**Work required:**
Copy out the rows below, changing each "screenshot" to "image" and keeping every other character the same.
*****
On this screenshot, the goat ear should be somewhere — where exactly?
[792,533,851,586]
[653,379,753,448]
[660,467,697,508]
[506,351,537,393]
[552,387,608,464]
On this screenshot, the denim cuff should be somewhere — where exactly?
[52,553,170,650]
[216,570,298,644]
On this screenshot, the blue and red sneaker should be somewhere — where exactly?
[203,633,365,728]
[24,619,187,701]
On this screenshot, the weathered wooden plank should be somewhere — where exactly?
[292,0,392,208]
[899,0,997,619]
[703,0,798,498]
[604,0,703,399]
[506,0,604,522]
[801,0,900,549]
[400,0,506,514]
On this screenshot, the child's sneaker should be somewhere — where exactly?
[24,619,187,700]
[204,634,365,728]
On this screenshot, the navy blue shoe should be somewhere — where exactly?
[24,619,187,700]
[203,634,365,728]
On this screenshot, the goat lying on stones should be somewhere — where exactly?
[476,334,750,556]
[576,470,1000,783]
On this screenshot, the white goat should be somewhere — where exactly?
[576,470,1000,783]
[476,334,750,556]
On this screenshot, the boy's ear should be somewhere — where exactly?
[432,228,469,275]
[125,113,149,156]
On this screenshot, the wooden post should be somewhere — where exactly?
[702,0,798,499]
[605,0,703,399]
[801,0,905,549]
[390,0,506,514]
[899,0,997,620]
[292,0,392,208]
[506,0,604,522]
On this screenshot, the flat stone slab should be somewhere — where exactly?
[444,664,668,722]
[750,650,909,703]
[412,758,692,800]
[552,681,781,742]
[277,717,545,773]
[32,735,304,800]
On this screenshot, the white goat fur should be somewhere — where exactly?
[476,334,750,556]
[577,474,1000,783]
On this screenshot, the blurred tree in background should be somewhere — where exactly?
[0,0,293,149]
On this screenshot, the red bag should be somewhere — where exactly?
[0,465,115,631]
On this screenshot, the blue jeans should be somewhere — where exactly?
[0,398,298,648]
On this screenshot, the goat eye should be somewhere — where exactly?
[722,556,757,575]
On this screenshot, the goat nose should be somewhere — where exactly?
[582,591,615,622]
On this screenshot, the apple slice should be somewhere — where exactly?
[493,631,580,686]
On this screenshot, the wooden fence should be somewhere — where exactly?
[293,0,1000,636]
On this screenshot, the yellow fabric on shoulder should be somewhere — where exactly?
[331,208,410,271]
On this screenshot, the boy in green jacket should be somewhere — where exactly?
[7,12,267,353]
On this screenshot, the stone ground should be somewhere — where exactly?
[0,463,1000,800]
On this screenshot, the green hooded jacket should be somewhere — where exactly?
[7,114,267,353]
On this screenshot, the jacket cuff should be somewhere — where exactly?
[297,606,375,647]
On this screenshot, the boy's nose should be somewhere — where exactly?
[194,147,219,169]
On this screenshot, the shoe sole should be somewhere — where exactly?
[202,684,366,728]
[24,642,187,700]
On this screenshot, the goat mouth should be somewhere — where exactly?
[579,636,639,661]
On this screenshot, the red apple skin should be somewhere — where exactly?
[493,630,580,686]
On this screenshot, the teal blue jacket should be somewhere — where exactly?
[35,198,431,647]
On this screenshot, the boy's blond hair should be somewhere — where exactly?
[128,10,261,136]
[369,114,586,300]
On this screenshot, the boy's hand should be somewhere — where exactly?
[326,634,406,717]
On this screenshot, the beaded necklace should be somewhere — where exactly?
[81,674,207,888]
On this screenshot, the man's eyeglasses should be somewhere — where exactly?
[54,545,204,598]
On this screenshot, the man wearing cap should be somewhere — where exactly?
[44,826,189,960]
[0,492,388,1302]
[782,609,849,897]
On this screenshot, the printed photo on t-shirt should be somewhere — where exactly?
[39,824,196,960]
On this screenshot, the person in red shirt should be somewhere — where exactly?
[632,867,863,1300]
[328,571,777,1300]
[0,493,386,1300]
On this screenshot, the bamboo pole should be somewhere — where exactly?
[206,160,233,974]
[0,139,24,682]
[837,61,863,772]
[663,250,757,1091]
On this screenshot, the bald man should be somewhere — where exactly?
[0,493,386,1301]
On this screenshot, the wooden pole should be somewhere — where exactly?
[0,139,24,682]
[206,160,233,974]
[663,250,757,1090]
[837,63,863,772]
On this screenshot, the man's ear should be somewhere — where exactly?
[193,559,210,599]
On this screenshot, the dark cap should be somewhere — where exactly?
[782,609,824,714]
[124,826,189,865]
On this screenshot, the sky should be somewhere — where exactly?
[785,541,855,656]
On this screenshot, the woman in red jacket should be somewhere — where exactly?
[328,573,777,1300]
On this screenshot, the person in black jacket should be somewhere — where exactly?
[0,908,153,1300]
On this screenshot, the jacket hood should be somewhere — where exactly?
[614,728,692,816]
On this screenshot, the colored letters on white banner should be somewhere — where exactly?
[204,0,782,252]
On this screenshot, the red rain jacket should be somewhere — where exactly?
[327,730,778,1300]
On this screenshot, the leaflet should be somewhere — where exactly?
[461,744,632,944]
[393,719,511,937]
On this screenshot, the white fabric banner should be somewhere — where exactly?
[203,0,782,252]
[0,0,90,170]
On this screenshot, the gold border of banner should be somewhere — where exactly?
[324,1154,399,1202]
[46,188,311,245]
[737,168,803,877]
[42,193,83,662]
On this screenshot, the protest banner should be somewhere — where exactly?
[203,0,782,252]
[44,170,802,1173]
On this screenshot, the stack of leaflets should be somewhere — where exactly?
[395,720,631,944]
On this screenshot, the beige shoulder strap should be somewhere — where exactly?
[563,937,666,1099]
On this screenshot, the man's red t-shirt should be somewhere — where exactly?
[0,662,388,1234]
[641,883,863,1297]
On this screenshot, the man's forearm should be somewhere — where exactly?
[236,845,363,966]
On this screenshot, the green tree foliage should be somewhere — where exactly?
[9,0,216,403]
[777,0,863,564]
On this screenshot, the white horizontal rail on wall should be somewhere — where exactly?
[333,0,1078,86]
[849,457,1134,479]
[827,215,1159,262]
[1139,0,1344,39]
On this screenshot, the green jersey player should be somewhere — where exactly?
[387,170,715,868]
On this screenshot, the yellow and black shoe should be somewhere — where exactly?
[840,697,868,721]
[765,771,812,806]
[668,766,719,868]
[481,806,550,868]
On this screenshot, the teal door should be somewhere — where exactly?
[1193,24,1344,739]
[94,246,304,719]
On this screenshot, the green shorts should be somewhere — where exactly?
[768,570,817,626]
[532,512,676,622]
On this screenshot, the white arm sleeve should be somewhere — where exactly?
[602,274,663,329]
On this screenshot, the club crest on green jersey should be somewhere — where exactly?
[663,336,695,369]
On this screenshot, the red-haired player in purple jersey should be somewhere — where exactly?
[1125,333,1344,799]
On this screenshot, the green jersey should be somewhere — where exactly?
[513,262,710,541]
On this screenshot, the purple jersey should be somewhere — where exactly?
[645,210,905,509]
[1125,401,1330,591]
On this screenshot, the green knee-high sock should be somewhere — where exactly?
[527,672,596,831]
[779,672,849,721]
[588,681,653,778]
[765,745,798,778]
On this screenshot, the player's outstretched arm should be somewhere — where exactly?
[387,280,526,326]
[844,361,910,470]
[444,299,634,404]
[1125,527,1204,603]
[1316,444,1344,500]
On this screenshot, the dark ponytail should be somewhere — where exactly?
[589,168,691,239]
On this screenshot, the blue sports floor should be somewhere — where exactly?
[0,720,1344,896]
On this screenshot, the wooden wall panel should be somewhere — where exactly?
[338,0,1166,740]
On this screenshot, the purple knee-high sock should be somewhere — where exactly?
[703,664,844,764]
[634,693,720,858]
*****
**Expected output:**
On this image, the goat ear should be somewhere — where exactly?
[792,533,851,586]
[653,379,753,448]
[660,467,697,508]
[506,351,537,393]
[552,387,608,464]
On this image, the denim cuff should be somewhere — where exactly?
[52,553,170,650]
[216,570,298,644]
On this image, the blue and red sneaker should be somewhere — where exactly?
[203,633,365,728]
[24,619,187,701]
On this image, the weathered wooden plank should be somewhere — where exactly?
[292,0,392,208]
[899,0,997,619]
[703,0,798,498]
[604,0,703,399]
[506,0,604,522]
[801,0,900,549]
[400,0,506,514]
On this image, the child's sneaker should be somewhere — where exactly?
[24,619,187,700]
[204,634,365,728]
On this image, the navy blue shoe should be somewhere — where exactly?
[24,619,187,700]
[203,634,365,728]
On this image, the goat lying on stones should be somewhere — where exactly?
[476,334,750,556]
[576,470,1000,783]
On this image, the white goat should be somewhere — where exactly?
[576,470,1000,783]
[476,334,750,556]
On this image, the boy's ear should be somewhere — where exactly?
[432,228,469,275]
[125,113,149,156]
On this image, the wooden post should be somewhere — where exactly?
[702,0,798,499]
[605,0,703,399]
[801,0,905,549]
[390,0,506,514]
[899,0,997,620]
[292,0,392,208]
[506,0,604,522]
On this image, the flat stone slab should be somewhere — where exactly?
[444,664,668,722]
[750,650,909,703]
[412,758,692,800]
[552,681,781,742]
[277,717,545,773]
[32,735,304,800]
On this image, the white goat fur should be somewhere — where exactly?
[476,334,750,556]
[577,474,1000,783]
On this image, the blurred tree in background should be somewhere — where exactly?
[0,0,293,149]
On this image, the red bag should be somewhere — where exactly?
[0,465,115,631]
On this image, the blue jeans should be somewhere — where exactly?
[0,398,298,648]
On this image, the goat eye should be somewhere — where exactly?
[722,556,757,575]
On this image, the goat nose should be somewhere — where exactly?
[582,591,615,622]
On this image, the apple slice should be somewhere — where exactly?
[493,631,580,686]
On this image, the wooden fence should be somewhere — where exactly?
[293,0,1000,636]
On this image, the yellow fabric on shoulder should be somewhere — where exactly?
[331,208,410,271]
On this image, the boy in green jacket should be somewhere — where exactly?
[7,12,267,353]
On this image, the stone ground should be somewhere — where exactly?
[0,463,1000,800]
On this image, the green hooded jacket should be somewhere — where exactly?
[7,114,267,353]
On this image, the jacket cuff should be somewhere — where exactly?
[297,606,375,647]
On this image, the boy's nose should be somewhere — where exactly?
[194,147,219,169]
On this image, the shoe sole should be somewhere — where exactly?
[202,684,366,728]
[24,642,187,700]
On this image, the goat mouth should be somewhere — where exactly?
[579,636,639,661]
On this image, the red apple skin should be somewhere — where exactly?
[493,630,580,686]
On this image, the teal blue jacket should be somewhere — where exactly?
[35,198,431,647]
On this image, the boy's blond hair should be somewhere — where exactly?
[128,10,261,136]
[369,114,586,300]
On this image, the boy's hand should be somewhere — where exactly?
[326,634,406,717]
On this image, the beaded necklace should be somewhere — where exactly?
[81,674,207,888]
On this image, the man's eyeglasses should be somewhere — where exactly?
[54,545,204,598]
On this image, the man wearing cap should be somewhere — where exactly?
[44,826,189,960]
[0,492,388,1302]
[782,609,849,897]
On this image, the printed photo on t-shirt should be somewhere — where exactly?
[39,824,196,960]
On this image, the person in red shirt should be somewhere — where exactly?
[632,867,863,1300]
[328,571,777,1300]
[0,493,386,1300]
On this image, the bamboo pole should be somewhere — where exactly?
[206,160,233,974]
[0,139,24,682]
[837,61,863,772]
[663,250,757,1091]
On this image, the bald man should be somewhere — where exactly?
[0,493,386,1301]
On this image, the wooden pole should be somewhere — where exactly?
[0,139,24,682]
[206,160,233,974]
[663,250,757,1090]
[837,63,863,772]
On this image, the man's ear should be somewhere — where exactly?
[193,559,210,599]
On this image, the dark cap should be somewhere — where exactly?
[782,609,824,714]
[124,826,189,865]
On this image, the sky should be somewhere — where exactly?
[785,541,855,656]
On this image, the woman in red jacket should be somewhere — where exactly?
[328,573,777,1300]
On this image, the person in black jacket should be somewhere — where exactly?
[0,908,153,1300]
On this image, the jacket hood should be somewhere — where exactly?
[614,728,692,816]
On this image, the colored letters on white banner should be somewhere — where exactly?
[204,0,782,252]
On this image, the red rain jacket should be somewhere — where exactly?
[327,730,778,1300]
On this image, the leaflet should be somewhere — where exactly?
[461,744,632,944]
[393,719,511,937]
On this image, the white fabric banner should be somewhere — where exactly?
[203,0,782,252]
[0,0,90,170]
On this image, the gold border of banner should be somewhere — where exactly?
[324,1154,399,1202]
[46,188,311,245]
[737,168,803,877]
[42,193,83,662]
On this image, the protest banner should be somewhere — where exactly?
[203,0,782,252]
[44,170,802,1173]
On this image, the stack of leaflets should be somewhere — where exactly?
[395,720,631,944]
On this image, the beige shoulder strap should be somewhere — where exactly?
[563,937,666,1099]
On this image, the man's red t-shirt should be somewhere — where exactly?
[0,662,388,1234]
[641,883,863,1297]
On this image, the man's forearm should be somewhere — where exactly?
[236,845,363,966]
On this image, the green tree foliage should be somewhere — where exactly?
[9,0,216,403]
[777,0,863,564]
On this image, the white horizontal rail on wall should be somewhere — where exactly?
[333,0,1078,86]
[849,457,1134,479]
[827,215,1159,262]
[1139,0,1344,39]
On this image, the green jersey player should be somewhere — where exactly?
[387,170,715,868]
On this image, the yellow and black shoe should be somewhere — where exactly?
[840,697,868,721]
[765,771,812,806]
[668,766,719,868]
[481,806,550,868]
On this image, the teal door should be somewhere — where exactly?
[1193,24,1344,739]
[94,246,304,719]
On this image, the green shorts should be somewhere — where exactly?
[768,570,817,626]
[532,512,676,622]
On this image, the white arm sleeve should be somewhere — where exactly?
[602,274,663,329]
On this image, the club crest on green jersey should be somewhere — where exactly?
[663,336,695,369]
On this image, the red-haired player in purple jersey should be somewhere — where exactly?
[1125,333,1344,799]
On this image, the green jersey should be somewhere — where exactly?
[513,262,710,541]
On this image, the purple jersey should be somewhere — where exactly?
[645,210,905,509]
[1125,401,1330,591]
On this image, the green knee-high sock should be somewhere — where exactly?
[527,672,596,831]
[779,672,849,721]
[588,681,653,778]
[765,745,798,778]
On this image, the player's outstretched arm should be somewhere — where exactly?
[387,280,526,326]
[844,361,910,470]
[444,299,634,404]
[1125,527,1204,603]
[1316,444,1344,500]
On this image, the dark ponytail should be somewhere — where exactly?
[589,168,691,239]
On this image, the blue sports floor should be somewhere — where exactly?
[0,720,1344,896]
On this image, the wooden wall panel should be somewhere — where exactly?
[338,0,1166,740]
On this image, the purple knee-high sock should be somewhere — where exactly?
[703,664,844,764]
[634,693,720,858]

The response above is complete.